[Records shown — start]
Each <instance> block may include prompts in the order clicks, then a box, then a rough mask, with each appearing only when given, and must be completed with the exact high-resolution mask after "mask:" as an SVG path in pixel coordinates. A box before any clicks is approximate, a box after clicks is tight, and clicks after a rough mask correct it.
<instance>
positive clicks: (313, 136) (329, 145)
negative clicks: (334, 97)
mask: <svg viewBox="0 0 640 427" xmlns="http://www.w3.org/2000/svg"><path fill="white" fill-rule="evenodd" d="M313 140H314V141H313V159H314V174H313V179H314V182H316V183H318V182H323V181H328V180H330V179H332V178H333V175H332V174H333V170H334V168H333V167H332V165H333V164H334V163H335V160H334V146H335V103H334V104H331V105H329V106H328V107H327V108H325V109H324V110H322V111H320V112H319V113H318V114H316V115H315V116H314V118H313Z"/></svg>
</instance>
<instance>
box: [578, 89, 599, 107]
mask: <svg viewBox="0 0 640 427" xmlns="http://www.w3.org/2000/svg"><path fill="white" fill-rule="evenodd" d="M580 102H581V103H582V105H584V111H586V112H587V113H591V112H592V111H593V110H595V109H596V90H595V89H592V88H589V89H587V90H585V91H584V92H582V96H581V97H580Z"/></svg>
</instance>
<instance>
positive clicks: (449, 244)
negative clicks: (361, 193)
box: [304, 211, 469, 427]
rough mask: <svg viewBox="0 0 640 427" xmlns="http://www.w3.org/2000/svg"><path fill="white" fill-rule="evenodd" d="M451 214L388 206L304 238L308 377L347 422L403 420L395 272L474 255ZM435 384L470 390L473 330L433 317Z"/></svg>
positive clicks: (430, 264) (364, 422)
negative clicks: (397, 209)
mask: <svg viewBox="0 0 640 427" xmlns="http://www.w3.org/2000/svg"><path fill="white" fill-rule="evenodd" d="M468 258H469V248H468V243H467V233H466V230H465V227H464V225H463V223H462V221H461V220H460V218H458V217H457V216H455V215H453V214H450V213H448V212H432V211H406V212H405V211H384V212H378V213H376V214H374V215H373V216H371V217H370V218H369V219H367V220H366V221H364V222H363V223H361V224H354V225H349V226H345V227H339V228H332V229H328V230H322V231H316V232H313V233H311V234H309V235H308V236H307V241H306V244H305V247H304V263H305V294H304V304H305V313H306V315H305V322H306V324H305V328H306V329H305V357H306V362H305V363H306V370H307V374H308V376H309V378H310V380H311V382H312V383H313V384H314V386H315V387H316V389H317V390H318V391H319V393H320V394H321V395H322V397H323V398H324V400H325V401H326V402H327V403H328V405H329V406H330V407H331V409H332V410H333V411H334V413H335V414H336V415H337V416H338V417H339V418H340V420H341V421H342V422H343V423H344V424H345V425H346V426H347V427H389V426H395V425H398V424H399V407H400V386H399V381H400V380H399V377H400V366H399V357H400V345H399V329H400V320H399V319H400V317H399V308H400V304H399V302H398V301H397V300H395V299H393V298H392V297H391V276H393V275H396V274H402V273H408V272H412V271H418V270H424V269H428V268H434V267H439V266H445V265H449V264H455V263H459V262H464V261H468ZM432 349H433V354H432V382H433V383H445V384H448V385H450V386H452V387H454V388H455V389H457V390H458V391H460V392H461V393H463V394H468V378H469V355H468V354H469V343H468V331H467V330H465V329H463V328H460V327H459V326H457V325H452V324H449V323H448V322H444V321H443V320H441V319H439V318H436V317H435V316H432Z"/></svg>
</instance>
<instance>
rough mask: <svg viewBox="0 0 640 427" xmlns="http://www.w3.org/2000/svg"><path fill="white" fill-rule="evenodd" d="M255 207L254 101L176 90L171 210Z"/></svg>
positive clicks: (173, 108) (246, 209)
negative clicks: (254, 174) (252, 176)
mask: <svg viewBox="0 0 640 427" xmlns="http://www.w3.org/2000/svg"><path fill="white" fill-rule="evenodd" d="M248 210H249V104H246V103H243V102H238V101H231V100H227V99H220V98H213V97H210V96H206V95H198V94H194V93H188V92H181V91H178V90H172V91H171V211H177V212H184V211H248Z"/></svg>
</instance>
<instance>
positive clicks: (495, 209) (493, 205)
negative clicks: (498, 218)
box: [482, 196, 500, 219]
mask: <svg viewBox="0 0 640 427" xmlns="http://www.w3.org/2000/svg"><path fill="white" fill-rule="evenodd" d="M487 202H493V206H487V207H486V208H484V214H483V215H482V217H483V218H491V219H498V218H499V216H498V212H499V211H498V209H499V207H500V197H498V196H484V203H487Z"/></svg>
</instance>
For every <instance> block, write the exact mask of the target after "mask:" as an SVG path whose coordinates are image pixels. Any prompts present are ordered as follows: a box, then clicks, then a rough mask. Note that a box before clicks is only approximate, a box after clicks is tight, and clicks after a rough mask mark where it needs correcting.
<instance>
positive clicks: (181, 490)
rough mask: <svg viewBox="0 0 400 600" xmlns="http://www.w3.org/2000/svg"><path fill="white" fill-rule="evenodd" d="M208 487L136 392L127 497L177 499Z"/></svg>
[Records shown — finish]
In the answer, the lines from the first line of the data above through the line containing "positive clicks: (313, 136) (329, 145)" must appear exactly as written, with nothing else.

Each <instance> block may include prompts in the order clicks, then a box, then a rough mask, with each appearing only when given, and must be completed with the exact high-resolution mask after "mask:" as an SVG path in pixel coordinates. A box before any clicks is approximate, a box after clicks is tight, and clicks after a rough mask correct it.
<instance>
positive clicks: (313, 136) (329, 145)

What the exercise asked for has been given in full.